**ENUNCIADO DA TAREFA**.
Por favor, transcreva literalmente a parte do trecho sobre o habitar que começa em "que os mortais" e segue até "futuro, demore (Weilen)".

**TRECHO**.

-=-=-=-=-

No entanto, o desenraizamento (Heimatlosigkeit) estrutural o qual o império da

técnica lança o homem contemporâneo tem sua contrapartida na nostalgia (Heimweh) pela

terra pátria / casa (Heimat). Não se trata, contudo, da nostalgia entendida como nostalgia de

um passado idealizado ou da identificação com a terra pátria com um lugar determinado

(Rocha de la Torre, 2012), mas o que está em jogo aqui é o esquecimento da pergunta sobre

o significado do homem que identifica, neste contexto, com a pergunta sobre habitar. O filósofo

se pergunta: “O que ocorre com o habitar em nosso tempo crítico? É falado em toda parte e

com razão sobre a falta de moradia/habitação (...) A verdadeira falta do habitar consiste em

que os mortais sempre buscam de novo o ser de habitar, que tem que aprender sempre de

novo o habitar” (Heidegger, 1954/2002, p. 57). Ou seja, o esquecimento a que se refere a

nostalgia é metafísico. Por essa razão, a questão do habitar não receberá uma resposta

adequada enquanto permanecer sob o domínio do cálculo, isto é, não se trata, meramente,

de projetar e construir casas. É necessário, suspender o pensamento que calcula para permitir

o surgimento de um outro pensamento que, em vez de escapar para o futuro, demore (Weilen)

-=-=-=-=-

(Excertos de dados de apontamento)
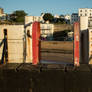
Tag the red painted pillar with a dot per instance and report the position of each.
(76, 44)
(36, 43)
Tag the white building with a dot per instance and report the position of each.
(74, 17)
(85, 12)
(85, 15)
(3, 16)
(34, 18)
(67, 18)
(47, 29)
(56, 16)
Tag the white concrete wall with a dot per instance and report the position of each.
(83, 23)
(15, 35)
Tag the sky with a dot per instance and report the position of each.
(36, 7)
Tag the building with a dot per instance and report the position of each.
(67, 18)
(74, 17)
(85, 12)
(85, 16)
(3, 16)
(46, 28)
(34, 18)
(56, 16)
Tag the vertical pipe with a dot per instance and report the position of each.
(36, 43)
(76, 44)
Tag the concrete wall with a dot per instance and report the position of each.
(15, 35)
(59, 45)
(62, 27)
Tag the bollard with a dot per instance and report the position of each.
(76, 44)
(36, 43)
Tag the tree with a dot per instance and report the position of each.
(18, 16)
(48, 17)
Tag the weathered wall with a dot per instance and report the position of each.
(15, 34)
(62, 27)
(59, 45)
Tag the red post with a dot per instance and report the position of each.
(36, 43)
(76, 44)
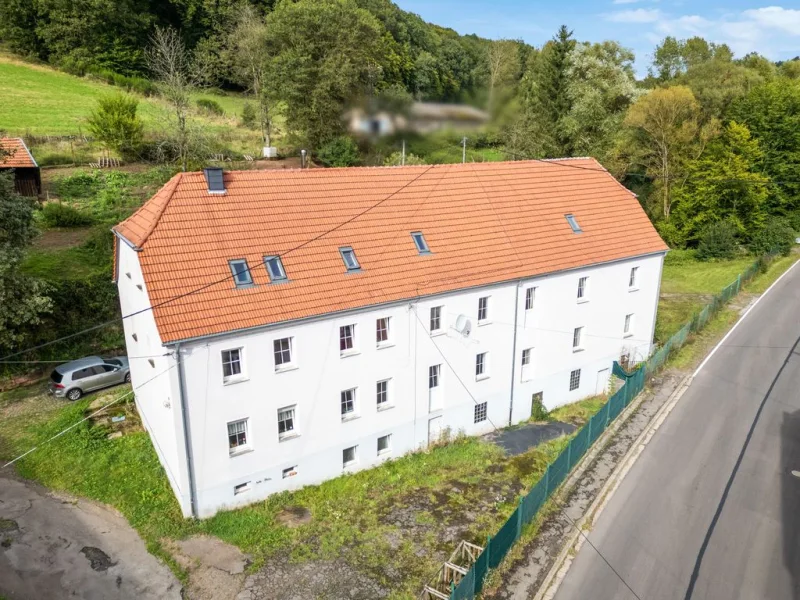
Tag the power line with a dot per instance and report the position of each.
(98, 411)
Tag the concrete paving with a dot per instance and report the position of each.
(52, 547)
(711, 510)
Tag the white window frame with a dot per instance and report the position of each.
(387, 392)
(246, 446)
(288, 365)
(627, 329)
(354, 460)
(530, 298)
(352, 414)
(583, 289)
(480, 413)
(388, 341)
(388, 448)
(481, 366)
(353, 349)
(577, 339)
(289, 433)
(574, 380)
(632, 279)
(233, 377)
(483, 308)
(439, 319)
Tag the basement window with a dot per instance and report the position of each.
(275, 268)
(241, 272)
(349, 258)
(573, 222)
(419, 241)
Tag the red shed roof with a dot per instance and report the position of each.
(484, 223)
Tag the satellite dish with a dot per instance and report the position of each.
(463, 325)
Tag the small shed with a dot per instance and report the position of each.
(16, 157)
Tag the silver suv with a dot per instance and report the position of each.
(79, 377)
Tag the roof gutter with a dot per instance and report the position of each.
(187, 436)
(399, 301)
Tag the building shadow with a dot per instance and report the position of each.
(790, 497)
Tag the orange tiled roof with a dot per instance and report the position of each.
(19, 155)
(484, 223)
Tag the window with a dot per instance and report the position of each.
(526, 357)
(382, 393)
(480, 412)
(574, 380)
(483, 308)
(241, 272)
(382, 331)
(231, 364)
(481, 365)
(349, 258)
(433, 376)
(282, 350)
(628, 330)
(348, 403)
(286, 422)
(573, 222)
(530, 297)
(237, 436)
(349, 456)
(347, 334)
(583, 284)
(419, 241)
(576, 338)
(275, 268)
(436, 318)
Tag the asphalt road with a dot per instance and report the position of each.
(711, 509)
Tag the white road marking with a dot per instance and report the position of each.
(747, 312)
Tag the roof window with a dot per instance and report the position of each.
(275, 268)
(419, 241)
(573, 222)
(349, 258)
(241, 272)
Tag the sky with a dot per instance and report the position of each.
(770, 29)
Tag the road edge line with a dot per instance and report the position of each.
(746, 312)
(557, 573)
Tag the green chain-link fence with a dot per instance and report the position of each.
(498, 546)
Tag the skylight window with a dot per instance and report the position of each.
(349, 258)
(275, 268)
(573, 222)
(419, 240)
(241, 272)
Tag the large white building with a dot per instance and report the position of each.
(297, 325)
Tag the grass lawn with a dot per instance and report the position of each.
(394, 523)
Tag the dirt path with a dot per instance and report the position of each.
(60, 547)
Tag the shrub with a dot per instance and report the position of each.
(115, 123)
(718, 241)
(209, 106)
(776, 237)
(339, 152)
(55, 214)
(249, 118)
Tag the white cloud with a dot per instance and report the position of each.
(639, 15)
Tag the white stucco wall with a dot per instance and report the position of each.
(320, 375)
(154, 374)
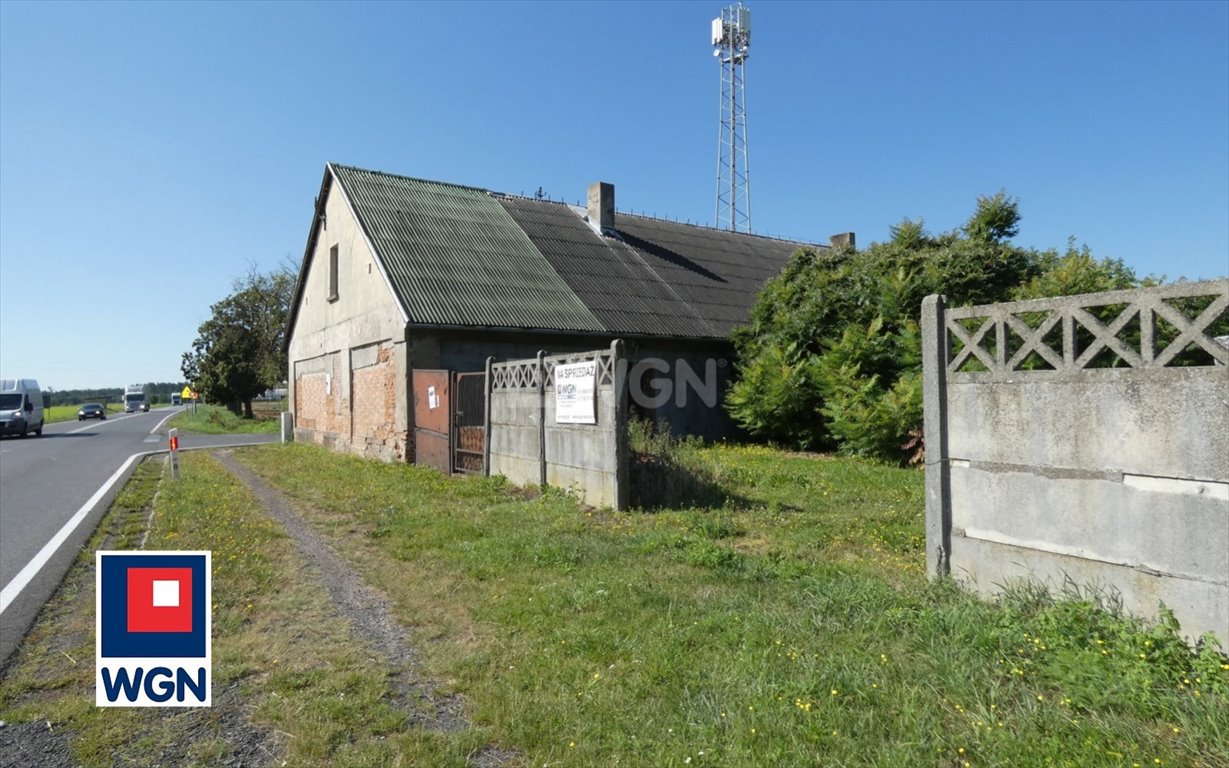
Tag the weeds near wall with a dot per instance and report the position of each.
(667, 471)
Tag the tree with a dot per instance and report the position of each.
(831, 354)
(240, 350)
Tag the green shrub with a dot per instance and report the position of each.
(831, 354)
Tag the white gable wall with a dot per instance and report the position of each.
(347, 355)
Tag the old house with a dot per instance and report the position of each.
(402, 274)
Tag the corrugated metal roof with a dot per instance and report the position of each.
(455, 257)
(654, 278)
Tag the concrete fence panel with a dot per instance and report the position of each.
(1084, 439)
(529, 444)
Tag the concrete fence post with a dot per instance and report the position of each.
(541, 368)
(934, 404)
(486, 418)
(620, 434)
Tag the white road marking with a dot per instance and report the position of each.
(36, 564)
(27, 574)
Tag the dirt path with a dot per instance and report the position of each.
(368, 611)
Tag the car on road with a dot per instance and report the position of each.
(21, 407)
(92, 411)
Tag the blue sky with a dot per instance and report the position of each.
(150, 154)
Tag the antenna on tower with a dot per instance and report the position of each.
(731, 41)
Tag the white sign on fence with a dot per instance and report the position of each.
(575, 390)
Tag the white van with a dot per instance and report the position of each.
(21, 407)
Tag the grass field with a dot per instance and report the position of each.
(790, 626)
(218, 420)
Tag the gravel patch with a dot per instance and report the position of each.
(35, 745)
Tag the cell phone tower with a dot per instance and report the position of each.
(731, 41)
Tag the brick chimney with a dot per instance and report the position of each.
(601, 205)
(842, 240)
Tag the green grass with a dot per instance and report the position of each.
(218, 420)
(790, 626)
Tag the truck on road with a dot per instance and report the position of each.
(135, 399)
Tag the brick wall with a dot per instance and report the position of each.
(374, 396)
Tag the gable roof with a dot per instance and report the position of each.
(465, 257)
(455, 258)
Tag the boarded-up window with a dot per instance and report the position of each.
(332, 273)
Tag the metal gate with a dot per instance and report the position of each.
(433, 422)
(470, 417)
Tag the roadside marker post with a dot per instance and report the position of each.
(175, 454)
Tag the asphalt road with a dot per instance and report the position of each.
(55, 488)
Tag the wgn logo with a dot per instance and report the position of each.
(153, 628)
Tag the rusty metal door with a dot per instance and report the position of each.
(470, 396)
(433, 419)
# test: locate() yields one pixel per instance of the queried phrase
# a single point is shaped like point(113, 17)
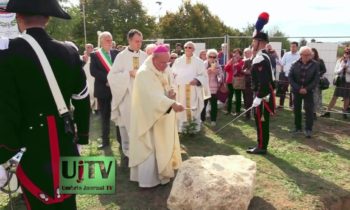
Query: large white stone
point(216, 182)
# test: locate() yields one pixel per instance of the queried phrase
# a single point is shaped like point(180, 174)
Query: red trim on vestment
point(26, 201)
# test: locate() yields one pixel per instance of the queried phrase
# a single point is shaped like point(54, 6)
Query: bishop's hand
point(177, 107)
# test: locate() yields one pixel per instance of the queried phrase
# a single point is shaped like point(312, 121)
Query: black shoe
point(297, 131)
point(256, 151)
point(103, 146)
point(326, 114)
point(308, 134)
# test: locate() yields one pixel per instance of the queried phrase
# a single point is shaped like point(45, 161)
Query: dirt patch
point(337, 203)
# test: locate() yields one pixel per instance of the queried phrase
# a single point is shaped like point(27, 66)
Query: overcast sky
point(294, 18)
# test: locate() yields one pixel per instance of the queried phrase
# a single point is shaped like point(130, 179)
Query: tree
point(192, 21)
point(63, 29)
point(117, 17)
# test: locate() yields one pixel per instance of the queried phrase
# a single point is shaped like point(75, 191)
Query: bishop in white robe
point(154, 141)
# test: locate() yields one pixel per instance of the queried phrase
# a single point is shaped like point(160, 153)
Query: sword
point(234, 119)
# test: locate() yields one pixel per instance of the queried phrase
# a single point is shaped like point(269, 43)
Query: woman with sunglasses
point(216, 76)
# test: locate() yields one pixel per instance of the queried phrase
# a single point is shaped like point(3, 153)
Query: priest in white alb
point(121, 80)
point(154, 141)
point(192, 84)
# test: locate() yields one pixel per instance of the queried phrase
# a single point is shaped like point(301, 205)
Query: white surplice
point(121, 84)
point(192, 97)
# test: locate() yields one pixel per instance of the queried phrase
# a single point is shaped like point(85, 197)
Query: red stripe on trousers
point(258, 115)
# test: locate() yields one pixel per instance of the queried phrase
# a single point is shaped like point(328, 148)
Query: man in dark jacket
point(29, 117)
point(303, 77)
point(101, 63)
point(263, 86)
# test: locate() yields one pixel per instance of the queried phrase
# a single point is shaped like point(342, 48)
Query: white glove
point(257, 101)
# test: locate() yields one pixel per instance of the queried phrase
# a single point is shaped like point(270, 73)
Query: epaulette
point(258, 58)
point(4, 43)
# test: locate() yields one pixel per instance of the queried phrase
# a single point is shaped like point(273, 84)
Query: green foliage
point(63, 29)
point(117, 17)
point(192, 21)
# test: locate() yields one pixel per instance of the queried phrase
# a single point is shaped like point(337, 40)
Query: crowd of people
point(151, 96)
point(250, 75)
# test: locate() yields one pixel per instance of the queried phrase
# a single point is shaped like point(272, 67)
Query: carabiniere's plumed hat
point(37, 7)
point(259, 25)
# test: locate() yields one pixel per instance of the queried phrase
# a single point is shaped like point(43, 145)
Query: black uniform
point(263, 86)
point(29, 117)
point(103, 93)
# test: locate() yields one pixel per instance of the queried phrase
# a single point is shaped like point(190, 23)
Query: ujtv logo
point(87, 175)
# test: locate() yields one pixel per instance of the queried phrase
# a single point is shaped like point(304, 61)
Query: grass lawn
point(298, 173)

-=-=-=-=-

**RESPOSTA DO EXERCÍCIO**.
que os mortais sempre buscam de novo o ser de habitar, que tem que aprender sempre de

novo o habitar” (Heidegger, 1954/2002, p. 57). Ou seja, o esquecimento a que se refere a

nostalgia é metafísico. Por essa razão, a questão do habitar não receberá uma resposta

adequada enquanto permanecer sob o domínio do cálculo, isto é, não se trata, meramente,

de projetar e construir casas. É necessário, suspender o pensamento que calcula para permitir

o surgimento de um outro pensamento que, em vez de escapar para o futuro, demore (Weilen)